## TASK DETAILS
Please print each entry below exactly as it reads.

• • • •

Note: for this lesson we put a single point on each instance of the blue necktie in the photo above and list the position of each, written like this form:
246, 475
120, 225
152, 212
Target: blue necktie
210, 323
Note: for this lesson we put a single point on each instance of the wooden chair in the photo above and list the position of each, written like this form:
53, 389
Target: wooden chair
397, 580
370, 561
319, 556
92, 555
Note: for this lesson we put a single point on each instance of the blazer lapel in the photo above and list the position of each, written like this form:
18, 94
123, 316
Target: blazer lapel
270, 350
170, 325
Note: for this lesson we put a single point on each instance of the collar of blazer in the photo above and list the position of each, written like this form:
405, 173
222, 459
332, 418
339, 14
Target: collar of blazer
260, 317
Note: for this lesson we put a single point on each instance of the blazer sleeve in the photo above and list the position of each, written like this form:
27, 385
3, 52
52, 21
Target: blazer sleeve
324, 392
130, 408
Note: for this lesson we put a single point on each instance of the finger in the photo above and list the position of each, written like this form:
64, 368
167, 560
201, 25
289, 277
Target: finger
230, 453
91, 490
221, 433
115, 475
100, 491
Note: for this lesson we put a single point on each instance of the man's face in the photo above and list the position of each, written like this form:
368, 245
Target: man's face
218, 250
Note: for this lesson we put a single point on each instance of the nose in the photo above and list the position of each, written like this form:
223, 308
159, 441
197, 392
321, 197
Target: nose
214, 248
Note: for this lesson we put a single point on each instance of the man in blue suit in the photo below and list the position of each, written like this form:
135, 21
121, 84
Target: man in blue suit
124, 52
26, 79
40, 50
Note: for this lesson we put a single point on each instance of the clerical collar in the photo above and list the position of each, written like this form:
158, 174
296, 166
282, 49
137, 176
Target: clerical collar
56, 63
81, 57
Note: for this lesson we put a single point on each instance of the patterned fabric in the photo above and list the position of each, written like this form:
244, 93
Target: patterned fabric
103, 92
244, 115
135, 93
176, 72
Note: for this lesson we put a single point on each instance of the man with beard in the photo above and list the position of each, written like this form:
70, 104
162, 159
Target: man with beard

• • • •

## WORKED SOLUTION
Note: for this lesson we put a single point on each instance of the blue necktie in the photo above and list the position of each, written like this form:
246, 475
120, 225
152, 212
Target: blue necktie
210, 323
Note: for this lesson we put a single point on each instance of the wooden chair in the photo above and list the position of each, written like this form:
53, 389
Target: wooden chair
397, 580
370, 561
319, 556
92, 555
Note: for this lesson we put a single point on each instance of the blazer lapel in the photo above and list the position of each, written like this form:
18, 94
123, 316
Target: blazer lapel
270, 350
170, 325
Note: for this lesson we put a single point on each instance of the collar of blazer in the photo above and list the position of each, written like this form:
405, 173
222, 459
332, 418
339, 14
Target: collar of blazer
260, 317
Note: for this lesson we put a single point on each instance of the blazer sleeve in the photo above and list the position of each, written like this form:
27, 385
3, 52
52, 21
Target: blazer sleeve
324, 392
130, 408
Note: for this lesson we put a single point on each instance of the finger in the photo above and list the position of each, written like this form:
64, 368
167, 560
201, 25
289, 277
Target: finger
230, 453
91, 490
221, 433
115, 475
100, 491
Note: for this lesson we put a single point on each instance of the man's face in the photo above and list the position of each, written like this form:
368, 245
Target: man's face
218, 250
Note: for this lesson we put a single point on each instance of the nose in the photo above and list the position of each, written like this form:
223, 308
159, 441
197, 392
321, 197
Target: nose
214, 248
Note: for this lesson we put a single point on each instance of the man in blue suit in the photo below and list the position of each, written like this form:
135, 21
121, 84
Target: man in blue suit
124, 52
26, 79
40, 50
Note: for this lesson we put a single point on each instance of the clerical collar in the photo above and list the position of each, written like this form:
158, 174
296, 166
282, 49
137, 176
Target: clerical collar
56, 63
81, 57
Note: for this lesson we put a single point on each instance of the patterned fabric in the photo above and list the position of each, written like this form:
244, 93
Target: patterned fabric
103, 92
244, 115
135, 93
176, 72
Note: for this lesson we put a single point on each instance of the man with beard in the photo above and list the position of each, written like this form:
70, 104
162, 159
Target: man with beard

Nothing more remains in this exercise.